Written task - Rewrite all of the lines below, replacing "come across" with "spot" and changing nothing else. Leave the pictures out of your answer.

Data for the task -
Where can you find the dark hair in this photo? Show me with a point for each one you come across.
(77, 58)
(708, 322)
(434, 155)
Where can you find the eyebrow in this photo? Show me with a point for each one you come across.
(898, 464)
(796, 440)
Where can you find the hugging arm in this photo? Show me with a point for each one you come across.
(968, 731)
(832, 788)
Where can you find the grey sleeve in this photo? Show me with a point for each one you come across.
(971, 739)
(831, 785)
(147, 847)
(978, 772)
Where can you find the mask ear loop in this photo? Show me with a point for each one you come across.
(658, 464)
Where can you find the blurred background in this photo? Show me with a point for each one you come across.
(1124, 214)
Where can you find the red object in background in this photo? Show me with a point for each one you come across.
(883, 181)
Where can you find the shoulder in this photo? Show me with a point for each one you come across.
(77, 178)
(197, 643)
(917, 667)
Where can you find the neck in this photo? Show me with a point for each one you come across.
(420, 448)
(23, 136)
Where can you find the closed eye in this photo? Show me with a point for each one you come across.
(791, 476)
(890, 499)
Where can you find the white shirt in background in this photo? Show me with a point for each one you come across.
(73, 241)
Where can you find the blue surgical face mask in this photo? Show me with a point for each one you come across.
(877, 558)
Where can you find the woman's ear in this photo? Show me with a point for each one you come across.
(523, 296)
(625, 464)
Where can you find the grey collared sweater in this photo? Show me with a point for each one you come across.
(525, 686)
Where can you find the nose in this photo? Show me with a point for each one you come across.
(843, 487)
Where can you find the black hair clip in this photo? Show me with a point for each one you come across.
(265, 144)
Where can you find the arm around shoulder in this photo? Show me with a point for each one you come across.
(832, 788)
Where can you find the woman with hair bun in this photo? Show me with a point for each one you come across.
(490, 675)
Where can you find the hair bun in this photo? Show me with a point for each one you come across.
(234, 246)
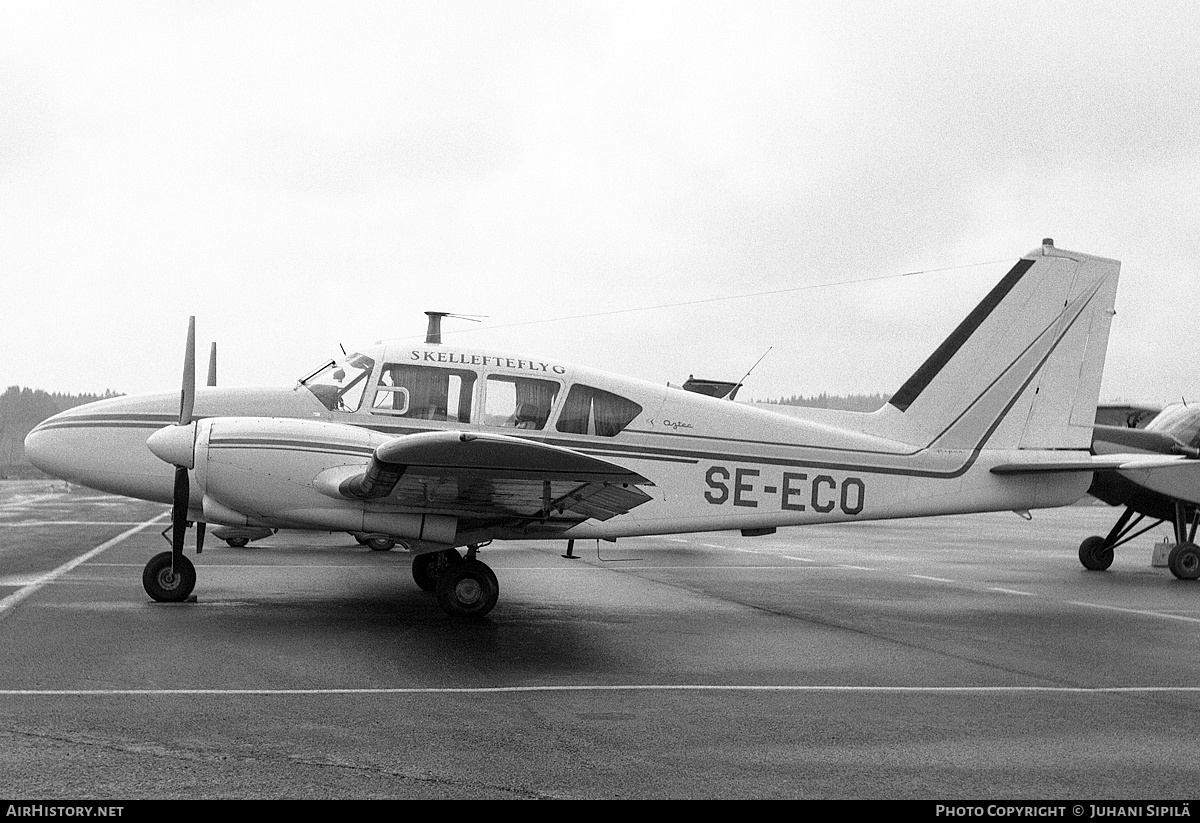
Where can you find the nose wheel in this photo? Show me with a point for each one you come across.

Written answer -
Where can you find the dark hair in this photo? Show me with a point for each one you spot.
(77, 58)
(708, 322)
(434, 155)
Where can you find the eyebrow in this photo? Show me with a point for each one you spot.
(898, 464)
(796, 440)
Where can you find the hugging arm in this photo? Show me with a point for each one you spot.
(968, 731)
(832, 788)
Where can you find the grey sleeve in this photo? Show me with a point for each one you spot.
(971, 739)
(831, 785)
(147, 847)
(978, 772)
Where can you find the mask ear loop in this photo? Show me with a point for each one you spot.
(658, 464)
Where can you find the blurred background in this photo? Show me with a point for each one you spot.
(1124, 214)
Where can you find the red object in background in this photo? Show me with a point for each one you spot.
(883, 181)
Where can you find the shoulder in this photo? Show me with a point for each one you spot.
(77, 178)
(197, 643)
(917, 667)
Where can you find the neck in this photo? Show me with a point for each one you spot.
(420, 448)
(23, 136)
Where can you find the closed eye in this photo? Show me with a point for each one you spot.
(791, 476)
(890, 499)
Where can you find the white shirt in background in this photo? Show me with a point for each one you spot.
(73, 241)
Where can you find the blue surgical face mask in this photo? Show me with a point for each one you spot.
(877, 558)
Where can you find the woman's ear in this photo? Show me with a point for each one you spot.
(523, 296)
(625, 464)
Where can you find the grey collared sweater in this photo? Show me with a point for each one you spot.
(525, 686)
Where can you find the nose in this photo? Show me with a point for each one you spot.
(843, 487)
Where can you find the black hair clip in this photo? Show me with a point for each one you spot.
(265, 144)
Where can you find the arm around shoulder in this photo? Show me with a point for each one you spot.
(832, 788)
Where can you find the woman with hair bun in this photo? Show me with a point for each one you spot.
(490, 675)
Where can you find the hair bun in this photo? Show me with a point for each one you spot.
(234, 246)
Where can you find the nose wheel in this photo? Show me with a point for each one you spot.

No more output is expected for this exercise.